> _任务要求 1_
根据下面这篇关于SQuAD数据预处理的文章回答：
(a) 作者的预处理管道用哪个库进行tokenization？
(b) 该notebook的预处理部分包含在哪个脚本中？
(c) 在parse_data函数中，每个qa_dict的'label'键存放的是什么？

SQuAD 数据预处理

文章目录

SQuAD 数据预处理
前言
一、NLP Preprocessing Pipeline for QA
二、使用步骤
总结

前言

今天开始学习QANet，下午看了数据处理部分，翻译和看了github的注释和代码，在这里记录下来

机器翻译+纠正，一定有很多错误的，想要下载这个教程的可以点这个GitHub
https://github.com/kushalj001/pytorch-question-answering
，包括阅读理解DrQA，BiDAF和QANet模型的notebook,写的很清楚，很适合已经学习了解pytorch和读了部分阅读理解模型论文的研究者，进一步学习和复现模型

一、NLP Preprocessing Pipeline for QA

结合SQuAD 数据预处理（2）可以理解每个函数怎么样起作用SQuAD 数据预处理（2）

这篇notebook的目的

从头开始搭建一个问答系统，涉及到很多数据预处理代码。这篇具有的功能有，这些步骤在许多NLP任务都是常见的。我不使用任何更高级别的库来创建批，词汇表，数据集，数据加载器等。我的预处理管道只是使用spacy进行tokenization
我还尝试了使用torchtext进行相同的预处理步骤。在BiDAF的情况下，使用torchtext会更快收敛。我不知道为什么会发生这种情况，我没有torchtext的代码使用了什么底层优化。我还在努力更新
该notebook的预处理部分包含在脚本preprocess.py中

二、使用步骤

1.引入库

import torch
import numpy as np
import pandas as pd
import pickle
import re, os, string, typing, gc, json
import spacy
from collections import Counter
nlp = spacy.load('en_core_web_sm')
# nlp = spacy.load('en')

2.读入数据

def load_json(path):
    '''
    Loads the JSON file of the Squad dataset.
    Returns the json object of the dataset.
    加载一个SQuAD的JSON文件
    返回数据集的json对象
    '''
    with open(path, 'r', encoding='utf-8') as f:
        data = json.load(f)
        
    print("Length of data: ", len(data['data']))
    print("Data Keys: ", data['data'][0].keys())
    print("Title: ", data['data'][0]['title'])
    
    return data

SQuAD的文件结构
在这里插入图片描述

3.解析数据

def parse_data(data:dict)->list:
    '''
    Parses the JSON file of Squad dataset by looping through the
    keys and values and returns a list of dictionaries with
    context, query and label triplets being the keys of each dict.
    通过循环遍历键和值来解析Squad 数据集的JSON文件，
    并返回一个字典列表，其中context、query和label三元组是每个dict的键。
    '''
    data = data['data']    # data包含442个article有442个title
    qa_list = []

    for paragraphs in data:
        # 遍历title

        for para in paragraphs['paragraphs']:
            context = para['context']

            for qa in para['qas']:
                
                id = qa['id']
                question = qa['question']
                
                for ans in qa['answers']:
                    answer = ans['text']
                    ans_start = ans['answer_start']
                    ans_end = ans_start + len(answer)
                    # id,context,question,ans_start,ans_end,answer
                    # 信息全部存储到qa_dict
                    qa_dict = {
    
    }
                    qa_dict['id'] = id
                    qa_dict['context'] = context
                    qa_dict['question'] = question
                    qa_dict['label'] = [ans_start, ans_end]

                    qa_dict['answer'] = answer
                    qa_list.append(qa_dict)

> _任务要求 2_
请原样重现记录中从含有“Exercise. Spot the treeline”的那一行起、直到记录末尾的各行，首尾两行都包括在内。

基于照片的点标注数据

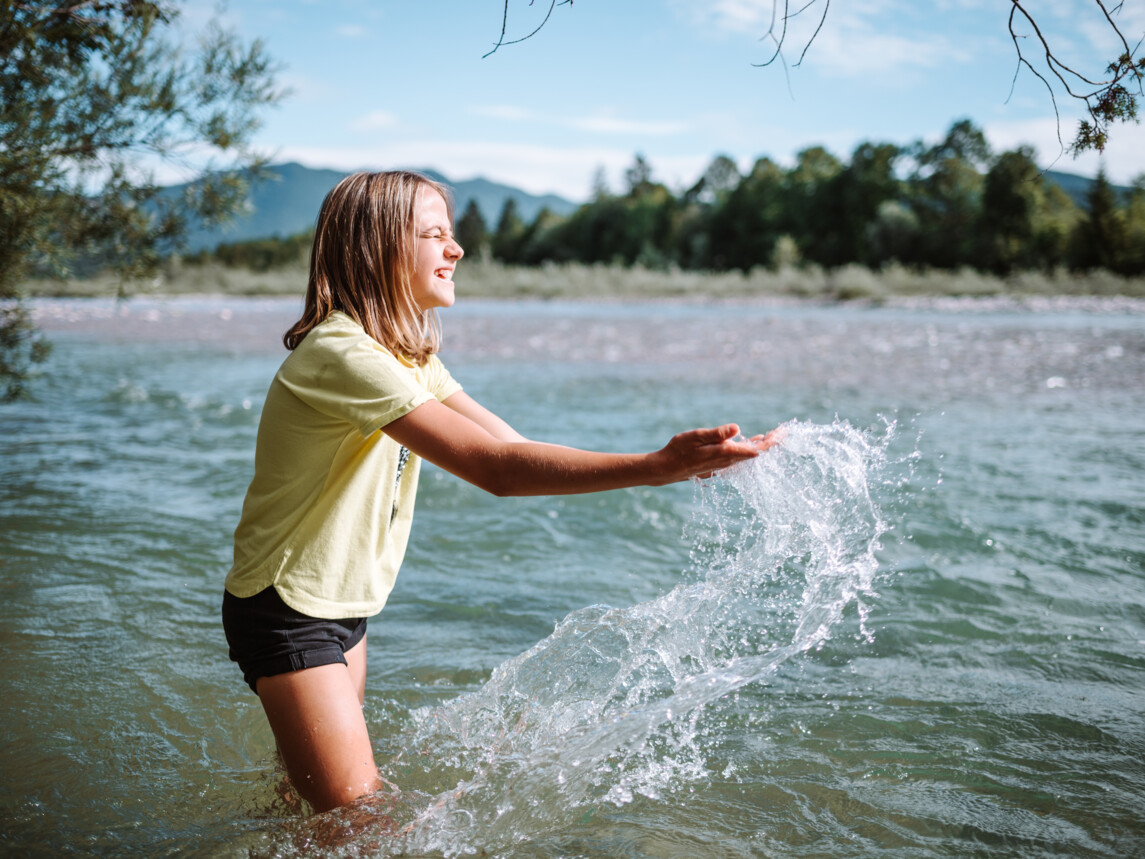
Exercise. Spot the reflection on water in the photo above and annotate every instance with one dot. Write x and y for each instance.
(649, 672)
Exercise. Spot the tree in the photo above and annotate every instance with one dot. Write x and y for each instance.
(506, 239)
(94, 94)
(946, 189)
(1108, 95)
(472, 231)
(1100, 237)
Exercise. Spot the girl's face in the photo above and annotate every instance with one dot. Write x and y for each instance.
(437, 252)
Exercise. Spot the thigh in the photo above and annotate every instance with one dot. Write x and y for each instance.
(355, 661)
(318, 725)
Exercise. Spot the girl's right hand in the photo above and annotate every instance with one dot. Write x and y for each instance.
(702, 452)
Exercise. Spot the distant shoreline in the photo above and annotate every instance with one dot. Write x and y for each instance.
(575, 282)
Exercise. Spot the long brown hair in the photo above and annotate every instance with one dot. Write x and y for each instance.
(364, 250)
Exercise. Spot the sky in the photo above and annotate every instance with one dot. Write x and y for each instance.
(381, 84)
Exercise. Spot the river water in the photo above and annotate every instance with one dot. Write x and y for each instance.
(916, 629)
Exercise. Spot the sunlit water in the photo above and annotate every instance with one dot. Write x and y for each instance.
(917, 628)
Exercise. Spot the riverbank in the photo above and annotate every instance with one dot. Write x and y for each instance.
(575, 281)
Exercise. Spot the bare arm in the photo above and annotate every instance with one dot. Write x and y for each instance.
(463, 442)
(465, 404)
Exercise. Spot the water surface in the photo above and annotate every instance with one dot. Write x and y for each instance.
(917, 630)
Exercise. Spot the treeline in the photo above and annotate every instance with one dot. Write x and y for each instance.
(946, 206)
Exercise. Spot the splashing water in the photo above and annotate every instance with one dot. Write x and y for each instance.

> _参考解答 1_
(a) spacy
(b) preprocess.py
(c) 由答案起始位置和结束位置组成的列表，即[ans_start, ans_end]

> _参考解答 2_
Exercise. Spot the treeline in the photo above and annotate every instance with one dot. Write x and y for each instance.
(946, 206)
Exercise. Spot the splashing water in the photo above and annotate every instance with one dot. Write x and y for each instance.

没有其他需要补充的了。